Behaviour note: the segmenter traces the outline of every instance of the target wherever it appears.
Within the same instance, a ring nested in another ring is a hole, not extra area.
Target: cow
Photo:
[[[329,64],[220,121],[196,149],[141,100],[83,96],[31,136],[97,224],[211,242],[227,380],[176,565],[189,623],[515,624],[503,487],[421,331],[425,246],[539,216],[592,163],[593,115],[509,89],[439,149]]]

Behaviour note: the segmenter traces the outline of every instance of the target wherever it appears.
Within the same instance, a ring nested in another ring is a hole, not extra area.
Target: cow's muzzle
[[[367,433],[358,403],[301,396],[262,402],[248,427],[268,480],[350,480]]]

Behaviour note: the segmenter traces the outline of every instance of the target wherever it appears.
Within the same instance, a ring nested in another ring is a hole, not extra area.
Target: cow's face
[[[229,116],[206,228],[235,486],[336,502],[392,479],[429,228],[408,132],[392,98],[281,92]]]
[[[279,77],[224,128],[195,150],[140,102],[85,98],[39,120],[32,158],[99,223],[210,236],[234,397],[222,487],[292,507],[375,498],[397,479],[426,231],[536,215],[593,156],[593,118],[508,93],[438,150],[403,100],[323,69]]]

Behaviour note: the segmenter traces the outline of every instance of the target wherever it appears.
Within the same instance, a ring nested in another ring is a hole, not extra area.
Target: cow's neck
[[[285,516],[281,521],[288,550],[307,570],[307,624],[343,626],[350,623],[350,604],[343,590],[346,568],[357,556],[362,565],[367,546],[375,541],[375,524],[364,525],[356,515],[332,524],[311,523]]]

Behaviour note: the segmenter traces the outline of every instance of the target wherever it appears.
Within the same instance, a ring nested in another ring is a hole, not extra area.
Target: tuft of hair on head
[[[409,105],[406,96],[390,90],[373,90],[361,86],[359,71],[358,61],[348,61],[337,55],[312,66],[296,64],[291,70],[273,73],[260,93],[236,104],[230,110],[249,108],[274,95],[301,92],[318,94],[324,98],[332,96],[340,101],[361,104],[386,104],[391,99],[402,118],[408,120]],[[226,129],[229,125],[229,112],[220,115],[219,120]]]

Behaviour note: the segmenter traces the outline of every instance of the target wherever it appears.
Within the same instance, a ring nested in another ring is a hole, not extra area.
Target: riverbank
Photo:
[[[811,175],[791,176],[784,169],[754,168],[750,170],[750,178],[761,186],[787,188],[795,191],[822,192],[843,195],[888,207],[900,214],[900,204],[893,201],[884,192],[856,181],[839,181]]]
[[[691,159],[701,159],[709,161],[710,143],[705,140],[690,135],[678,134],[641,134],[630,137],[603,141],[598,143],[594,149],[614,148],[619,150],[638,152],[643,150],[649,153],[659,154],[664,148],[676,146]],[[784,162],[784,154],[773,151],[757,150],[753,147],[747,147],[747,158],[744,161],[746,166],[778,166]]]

.....

- **Assignment**: Each entry must appear again in the answer exactly as written.

- **Solution to the problem**:
Behaviour note: the segmenter traces the outline of every instance of the target wherever it appears.
Within the same instance, a ring nested in another ring is a hole, not extra area.
Target: cow
Photo:
[[[329,64],[220,121],[196,149],[141,100],[83,96],[31,136],[97,224],[211,242],[227,380],[176,565],[189,623],[515,624],[503,487],[421,331],[425,246],[539,216],[592,163],[593,115],[509,89],[439,149]]]

Behaviour note: the segmenter traces the outline of every instance of the target wherever it appears.
Within the same instance, a ring nested in another ring is a hole, not extra area.
Target: cow's muzzle
[[[367,433],[358,403],[301,396],[262,402],[248,427],[268,480],[350,480]]]

Behaviour note: the segmenter traces the outline of every instance of the target wherever it appears.
Within the same instance, a ring nested in another ring is a hole, not extra area.
Target: cow's face
[[[229,116],[206,228],[235,486],[336,502],[392,479],[429,228],[408,132],[392,98],[281,92]]]
[[[279,77],[224,128],[195,150],[140,102],[85,98],[39,120],[32,158],[99,223],[210,236],[234,397],[222,487],[292,507],[375,498],[397,479],[426,231],[536,215],[593,156],[593,118],[508,93],[438,150],[403,100],[323,69]]]

Behaviour note: the segmenter traces the outline of every instance of the target wherever it appears.
Within the same instance, a ring nested in another ring is a hole, not extra area.
Target: cow's neck
[[[285,516],[281,521],[288,550],[307,570],[307,624],[343,626],[350,623],[350,604],[343,590],[346,568],[357,556],[362,565],[367,546],[375,541],[375,524],[364,525],[356,515],[332,524],[311,523]]]

Behaviour note: the segmenter traces the outline of every instance of the target wherever it appears.
Within the same instance, a ring nested in another ring is a hole, not extra area.
Target: tuft of hair on head
[[[409,105],[406,96],[390,90],[373,90],[361,86],[359,71],[358,61],[348,61],[337,55],[312,66],[296,64],[291,70],[273,73],[260,93],[236,104],[230,110],[249,108],[274,95],[301,92],[318,94],[324,98],[332,96],[340,101],[361,104],[386,104],[391,99],[402,118],[408,120]],[[226,129],[229,125],[229,112],[220,115],[219,120]]]

Behaviour note: the segmenter traces the outline of every instance of the target wherever it appears.
Within the same instance, a ring nested in another ring is a hole, not extra area.
Target: riverbank
Photo:
[[[811,175],[791,176],[784,169],[754,168],[750,170],[750,178],[761,186],[787,188],[795,191],[822,192],[843,195],[888,207],[900,214],[900,204],[893,201],[884,192],[856,181],[839,181]]]
[[[691,159],[701,159],[709,161],[710,143],[705,140],[690,135],[678,134],[641,134],[630,137],[603,141],[598,143],[594,149],[614,148],[619,150],[638,152],[643,150],[649,153],[659,154],[664,148],[676,146]],[[784,162],[784,154],[773,151],[757,150],[753,147],[747,147],[747,158],[744,161],[746,166],[778,166]]]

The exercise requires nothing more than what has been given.